**What is expected:**
Without the pictures, set down every line of the data exactly.

**Data for this task:**
--- Begin ---
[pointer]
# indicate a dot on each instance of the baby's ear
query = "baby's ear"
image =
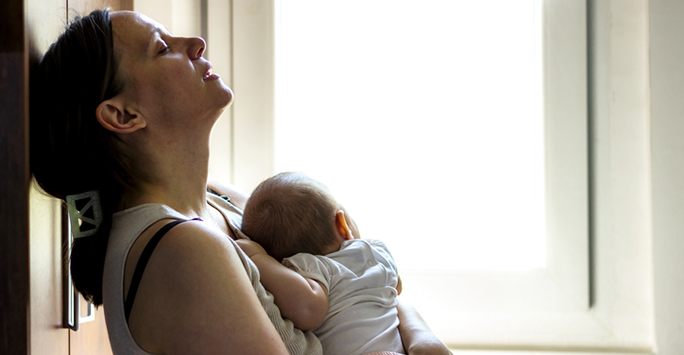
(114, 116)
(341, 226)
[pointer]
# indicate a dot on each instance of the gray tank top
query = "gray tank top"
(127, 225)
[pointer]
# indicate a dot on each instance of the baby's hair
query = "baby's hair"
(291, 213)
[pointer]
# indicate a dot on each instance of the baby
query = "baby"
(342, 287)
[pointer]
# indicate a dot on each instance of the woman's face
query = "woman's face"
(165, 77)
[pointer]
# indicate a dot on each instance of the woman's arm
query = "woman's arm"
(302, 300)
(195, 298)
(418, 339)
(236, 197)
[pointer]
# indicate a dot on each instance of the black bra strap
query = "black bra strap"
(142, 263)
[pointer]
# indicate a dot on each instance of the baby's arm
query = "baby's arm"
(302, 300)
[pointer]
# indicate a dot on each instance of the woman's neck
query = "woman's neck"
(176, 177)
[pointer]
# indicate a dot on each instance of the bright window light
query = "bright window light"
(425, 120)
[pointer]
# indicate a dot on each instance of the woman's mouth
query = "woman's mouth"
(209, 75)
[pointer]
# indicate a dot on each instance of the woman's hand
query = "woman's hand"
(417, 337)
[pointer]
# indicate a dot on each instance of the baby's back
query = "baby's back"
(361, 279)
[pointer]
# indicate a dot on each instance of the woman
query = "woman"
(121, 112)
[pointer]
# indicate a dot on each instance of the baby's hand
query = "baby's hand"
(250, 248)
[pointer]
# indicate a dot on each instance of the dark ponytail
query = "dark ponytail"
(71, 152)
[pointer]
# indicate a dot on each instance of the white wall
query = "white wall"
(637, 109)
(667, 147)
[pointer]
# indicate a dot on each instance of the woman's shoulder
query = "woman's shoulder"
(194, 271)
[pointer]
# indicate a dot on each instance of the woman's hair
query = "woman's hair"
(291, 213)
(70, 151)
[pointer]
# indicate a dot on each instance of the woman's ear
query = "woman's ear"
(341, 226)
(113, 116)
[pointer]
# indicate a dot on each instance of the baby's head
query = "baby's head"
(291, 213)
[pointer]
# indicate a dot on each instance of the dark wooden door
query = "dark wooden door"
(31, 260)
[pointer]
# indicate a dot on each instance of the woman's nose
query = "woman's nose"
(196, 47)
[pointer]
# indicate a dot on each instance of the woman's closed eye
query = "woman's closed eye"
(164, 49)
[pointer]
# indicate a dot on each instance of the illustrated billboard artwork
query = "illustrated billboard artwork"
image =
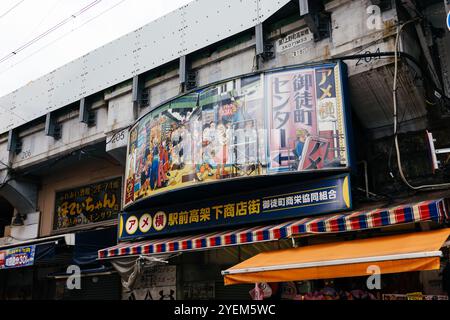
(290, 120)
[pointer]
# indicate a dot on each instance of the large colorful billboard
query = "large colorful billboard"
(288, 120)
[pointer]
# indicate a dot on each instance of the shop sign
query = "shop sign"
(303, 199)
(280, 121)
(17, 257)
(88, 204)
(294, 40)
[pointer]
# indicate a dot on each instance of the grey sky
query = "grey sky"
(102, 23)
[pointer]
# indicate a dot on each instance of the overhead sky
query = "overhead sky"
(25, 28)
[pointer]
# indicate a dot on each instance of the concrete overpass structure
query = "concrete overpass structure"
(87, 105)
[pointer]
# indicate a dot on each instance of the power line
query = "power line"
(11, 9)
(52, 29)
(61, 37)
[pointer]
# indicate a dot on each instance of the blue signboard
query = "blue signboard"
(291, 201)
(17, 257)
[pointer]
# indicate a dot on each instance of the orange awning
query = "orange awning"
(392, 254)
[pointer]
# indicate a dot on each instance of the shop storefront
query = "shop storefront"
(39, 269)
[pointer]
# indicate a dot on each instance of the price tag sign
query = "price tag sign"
--- End ---
**The result:**
[pointer]
# indicate a dot on each instance of the baby's ear
query = "baby's ear"
image =
(114, 116)
(341, 226)
[pointer]
# indicate a dot on each instance of the gray tank top
query = "gray tank top"
(127, 225)
[pointer]
# indicate a dot on each instance of the baby's hair
query = "baby's hair"
(291, 213)
[pointer]
# indicate a dot on each instance of the baby
query = "baby"
(342, 287)
[pointer]
# indicate a dot on each instance of the woman's face
query = "woman's face"
(165, 77)
[pointer]
# indicate a dot on each instance of the woman's arm
query = "woman's arm"
(302, 300)
(195, 298)
(418, 339)
(236, 197)
[pointer]
# indicate a dot on each instance of the black bra strap
query = "black bra strap"
(142, 263)
[pointer]
# indicate a dot on each instance of the baby's arm
query = "baby's arm"
(302, 300)
[pointer]
# indicate a dot on each instance of the woman's neck
query = "woman's neck"
(176, 177)
[pointer]
# indicate a dot on each instance of the bright window light
query = "bright window light"
(425, 120)
[pointer]
# indicate a dot on each instance of the woman's mouth
query = "woman's mouth"
(209, 75)
[pointer]
# indicate a dot on each instance of the woman's hand
query = "woman's hand"
(417, 337)
[pointer]
# indicate a dot on each instance of the baby's back
query = "baby's back"
(361, 279)
[pointer]
# indicate a dot on each instance of the woman
query = "woman"
(121, 112)
[pointer]
# indicate a dot on each instance of the baby's hand
query = "baby's hand"
(250, 248)
[pointer]
# indicate a dot on each instance of the dark ponytail
query = "dark ponytail"
(71, 152)
[pointer]
# indicate a dot on each instance of the white wall
query = "white wall"
(637, 109)
(667, 147)
[pointer]
# indicate a dot on each instance of the woman's shoulder
query = "woman's shoulder"
(194, 271)
[pointer]
# indicate a dot on each instance of the woman's hair
query = "woman's hair"
(291, 213)
(70, 151)
[pointer]
# indicate a dot on each instance of the woman's ear
query = "woman's ear"
(341, 226)
(113, 116)
[pointer]
# indicate a dot on each instance of the baby's head
query = "baby's head"
(291, 213)
[pointer]
# indicate a dot on each instance of the dark wooden door
query = "dark wooden door"
(31, 260)
[pointer]
# indicate a dot on each instance of the woman's nose
query = "woman's nose"
(196, 47)
[pointer]
# indicate a dot on each instance of the woman's closed eye
query = "woman's closed eye"
(164, 49)
[pointer]
# indicate a dot on each instance of the illustrated billboard artwork
query = "illustrated billboard artwork"
image =
(290, 120)
[pointer]
# indicate a dot on each instance of the large colorful billboard
query = "large colorful billboard"
(288, 120)
[pointer]
# indicate a dot on each instance of the shop sign
query = "shop sign"
(303, 199)
(280, 121)
(17, 257)
(88, 204)
(294, 40)
[pointer]
# indicate a dot on each instance of the grey sky
query = "grey sky"
(102, 23)
[pointer]
# indicate a dot on each instance of the overhead sky
query = "overhead sky"
(25, 28)
[pointer]
# indicate a dot on each instance of the concrete overpass structure
query = "concrete overpass structure"
(87, 105)
[pointer]
# indicate a dot on each instance of the power line
query = "power line"
(11, 9)
(52, 29)
(61, 37)
[pointer]
# indicate a dot on each instance of the blue signboard
query = "blue signboard"
(291, 201)
(17, 257)
[pointer]
# indicate a dot on each instance of the orange awning
query = "orange awning"
(392, 254)
[pointer]
# indicate a dot on each instance of the shop storefront
query = "shop storefront"
(39, 269)
[pointer]
# indicate a dot on each instance of the price tag sign
query = "price tag sign"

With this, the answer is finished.